▶ _Polecenia_
a - Proszę ocenić, czy poniższe stwierdzenia są zgodne z tekstem strony. Przy każdym należy odpowiedzieć „tak” lub „nie” i dosłownie przytoczyć rozstrzygający fragment tekstu: (i) wątek dotyczy przewodnika rowerowego po szlakach, które do niedawna były zamknięte; (ii) strona pokazuje wyniki od 1 do 10; (iii) autor wpisu #11 prosi użytkownika BIKER o opisanie, jak jechało mu się po kostce.
b - Proszę pokazać każdy wiersz rekordów zawierający słowo „balcony”, przepisując go w całości. Wielkość liter ma znaczenie.

▶ _Tekst strony_
········

Strona 2 z 2 PierwszyPierwszy 12
Pokaż wyniki od 11 do 15 z 15

Wątek: Mały przewodnik rowerowy o szlakach do niedawna zamkniętych.

  1. #11
    Zwycięzca OlyRulez| OlyJedi Awatar droplet
    Dołączył
    Nov 2007
    Mieszka w
    Kraków
    Posty
    2.359
    Siła reputacji
    112
    Moja galeria

    Odp: Mały przewodnik rowerowy o szlakach do niedawna zamkniętych.

    Kurcze, jeszcze dużo mam do powiedzenia na temat "ścieżek" i "miasta dla rowerów" ale zamknę buzię by zbytnio nie wkurzyć autora wątku

    BIKER - napisz proszę jak ci się jechało po tej kostce.

  2. #12
    Zwycięzca popRAWki| OlyJedi Awatar adambieg
    Dołączył
    Aug 2011
    Mieszka w
    Miasto nad Brdą
    Posty
    2.812
    Siła reputacji
    108
    Moja galeria

    Odp: Mały przewodnik rowerowy o szlakach do niedawna zamkniętych.

········

▶ _Dane do przetworzenia_

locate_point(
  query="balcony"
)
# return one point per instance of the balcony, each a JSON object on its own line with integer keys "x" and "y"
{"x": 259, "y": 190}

········

▶ _Odpowiedzi_
a -
(i) Tak: „Mały przewodnik rowerowy o szlakach do niedawna zamkniętych.”
(ii) Nie: „Pokaż wyniki od 11 do 15 z 15”
(iii) Tak: „BIKER - napisz proszę jak ci się jechało po tej kostce.”

b -
  query="balcony"
# return one point per instance of the balcony, each a JSON object on its own line with integer keys "x" and "y"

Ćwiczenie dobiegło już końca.